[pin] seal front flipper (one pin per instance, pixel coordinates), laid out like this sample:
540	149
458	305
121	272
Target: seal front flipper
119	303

□ □ □ □ □ □ □

Quote the data above word for word, keeping every line and number unchanged.

[pin] seal front flipper (one pin per instance, pixel coordinates), laid out like this sample:
540	149
458	305
121	272
Target: seal front flipper
119	303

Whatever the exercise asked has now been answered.